══ INFORMATION ══

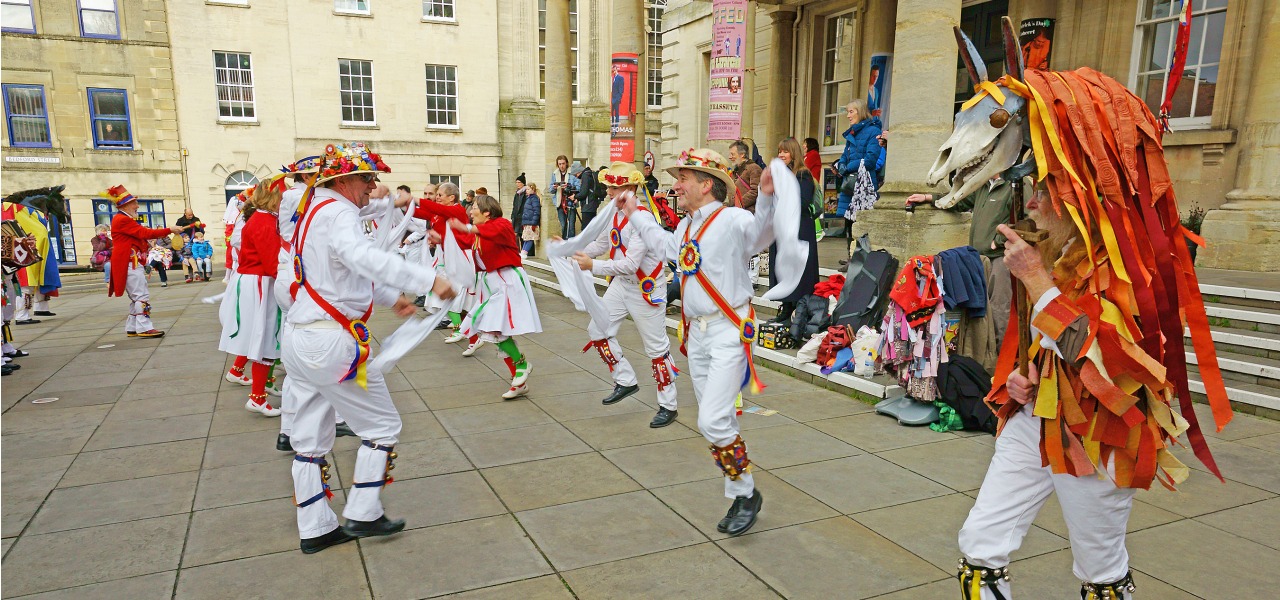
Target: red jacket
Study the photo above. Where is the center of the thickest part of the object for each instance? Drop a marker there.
(496, 244)
(438, 215)
(128, 238)
(260, 244)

═══

▶ _WHAT YOU HAVE TO DO_
Copy out the lines above unchanged. Skip the images.

▶ _RESULT_
Target: red jacket
Study the photo above. Where is the center of the thickest part of the object for each instance? Drop a marker there.
(496, 244)
(438, 215)
(128, 238)
(260, 244)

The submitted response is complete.